__Brief__: Turn the lines below into a Markdown table with the columns "Row" and "Line text," skipping any blank lines and leaving the pictures out.

__Entries__:

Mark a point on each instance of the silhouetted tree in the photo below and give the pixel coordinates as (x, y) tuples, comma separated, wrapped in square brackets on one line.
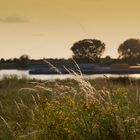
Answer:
[(129, 49), (88, 49), (24, 61)]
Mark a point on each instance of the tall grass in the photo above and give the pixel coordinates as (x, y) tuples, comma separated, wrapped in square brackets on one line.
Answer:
[(71, 109)]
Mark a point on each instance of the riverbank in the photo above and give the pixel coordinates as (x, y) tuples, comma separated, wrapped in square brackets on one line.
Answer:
[(102, 108)]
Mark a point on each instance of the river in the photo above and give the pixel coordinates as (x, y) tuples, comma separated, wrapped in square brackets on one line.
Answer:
[(25, 73)]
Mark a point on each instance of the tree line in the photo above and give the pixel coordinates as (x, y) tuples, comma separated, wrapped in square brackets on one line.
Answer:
[(84, 51)]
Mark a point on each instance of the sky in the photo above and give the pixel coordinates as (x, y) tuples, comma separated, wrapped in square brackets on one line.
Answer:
[(49, 28)]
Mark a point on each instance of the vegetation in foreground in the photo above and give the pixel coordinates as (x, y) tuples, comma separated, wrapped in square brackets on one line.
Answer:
[(72, 109)]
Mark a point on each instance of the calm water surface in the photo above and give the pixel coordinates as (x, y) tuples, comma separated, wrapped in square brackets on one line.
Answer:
[(25, 73)]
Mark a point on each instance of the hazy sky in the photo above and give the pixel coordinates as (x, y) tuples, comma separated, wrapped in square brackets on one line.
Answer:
[(48, 28)]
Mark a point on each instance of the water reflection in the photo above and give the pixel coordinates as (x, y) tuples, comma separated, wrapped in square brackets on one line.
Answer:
[(25, 73)]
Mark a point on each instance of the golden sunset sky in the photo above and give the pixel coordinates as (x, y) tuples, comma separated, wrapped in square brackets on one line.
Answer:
[(48, 28)]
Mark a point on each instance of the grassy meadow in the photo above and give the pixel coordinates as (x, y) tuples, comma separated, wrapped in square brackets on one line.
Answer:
[(71, 109)]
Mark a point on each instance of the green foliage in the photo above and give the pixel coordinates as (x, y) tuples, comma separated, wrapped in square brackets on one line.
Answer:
[(88, 49), (69, 109)]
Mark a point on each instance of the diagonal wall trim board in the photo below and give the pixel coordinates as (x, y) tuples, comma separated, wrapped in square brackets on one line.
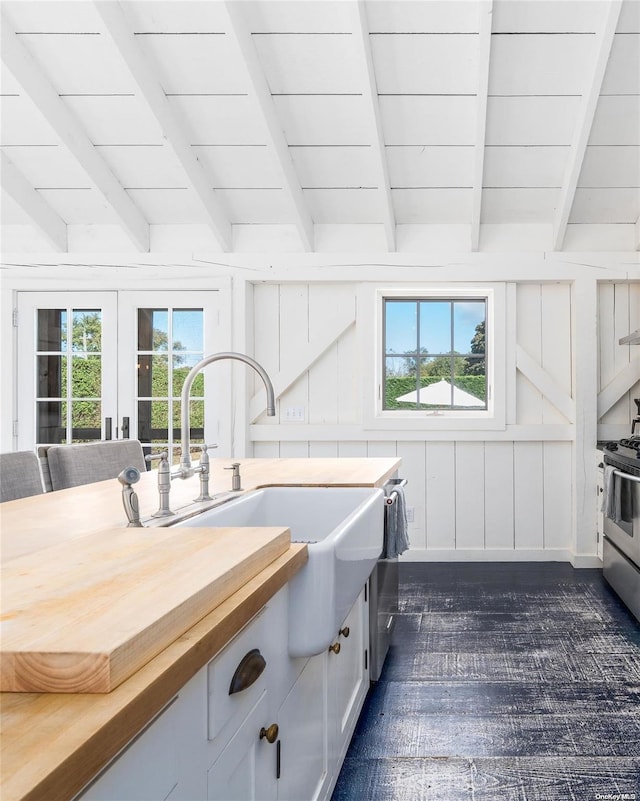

__Result for this task__:
| Row | Line text |
|---|---|
| 1 | Mark a point on each instance of the silhouetted tree in the photo below and give the pixel coordinates as (x, y) tuples, comma separated, wrapped in square brackets on one line. |
| 2 | Answer: |
| 3 | [(129, 49), (88, 49), (24, 61)] |
| 4 | Mark a point on each instance of the tall grass in the photo above and give the pixel coordinates as (x, y) tuples, comma separated, wrapped in square brackets on one line. |
| 5 | Answer: |
| 6 | [(71, 109)] |
| 7 | Mark a point on each instance of the riverbank in the photo above and give the pixel coordinates as (x, y) tuples, comma separated, wrapped in square brackets on one line. |
| 8 | Answer: |
| 9 | [(102, 108)] |
| 10 | Mark a point on each instance of the river in the photo above and give the pixel coordinates as (x, y) tuples, comma separated, wrapped in square brackets on one line. |
| 11 | Answer: |
| 12 | [(25, 73)] |
| 13 | Mark a point on each instance of the tree line in the photo above and give the pixel coordinates as (x, y) tuples, comma separated, wrapped in square brackets on one line. |
| 14 | Answer: |
| 15 | [(84, 51)] |
| 16 | Mark a point on each instance of the sky in the photo above and give the pixel coordinates as (x, y) tuples, comma separated, wrapped in square brackets on one line. |
| 17 | Answer: |
| 18 | [(49, 28)] |
| 19 | Mark a point on each instance of the vegetation in foreground in the photo above and give the pixel coordinates as (x, y) tuples, comma separated, wrapped in square brackets on one line. |
| 20 | Answer: |
| 21 | [(72, 109)] |
| 22 | Mark a point on each instance of the calm water surface in the photo above and give the pixel coordinates as (x, y) tuples, comma separated, wrapped in square brackets on one line. |
| 23 | Answer: |
| 24 | [(25, 73)] |
| 25 | Mark a point on each instance of the hazy sky in the photo above and give the pixel coordinates as (x, y) tuples, comma separated, wrapped in square brackets on one line. |
| 26 | Answer: |
| 27 | [(48, 28)] |
| 28 | Mark a point on each instance of the water reflection in the photo above and give the pixel coordinates as (x, y) tuples, comma separated, wrapped in square brackets on one line. |
| 29 | Answer: |
| 30 | [(25, 73)] |
| 31 | Mark a point on each instance of the golden sunset sky in the photo above and give the pixel coordinates as (x, y) tuples, comma separated, wrapped in square brackets on one line. |
| 32 | Answer: |
| 33 | [(48, 28)] |
| 34 | Mark a point on each instance of the grassy meadow in the photo above and give the pixel coordinates as (x, y) tuples, comma separated, wrapped in square brackets on one line. |
| 35 | Answer: |
| 36 | [(71, 109)] |
| 37 | Mark a point on each instance of the green foliage in the photo above and give the pixel coordinates as (x, y) tuples, comma separated, wrapped in square brackets on one line. |
| 38 | Answer: |
| 39 | [(88, 49), (69, 109)] |
| 40 | Mark a point on each instance of the diagonal wall trim board in the photo below and give the pixel coordinates as (x, y) tuples, comma separated, wrapped in square brackets on one line. |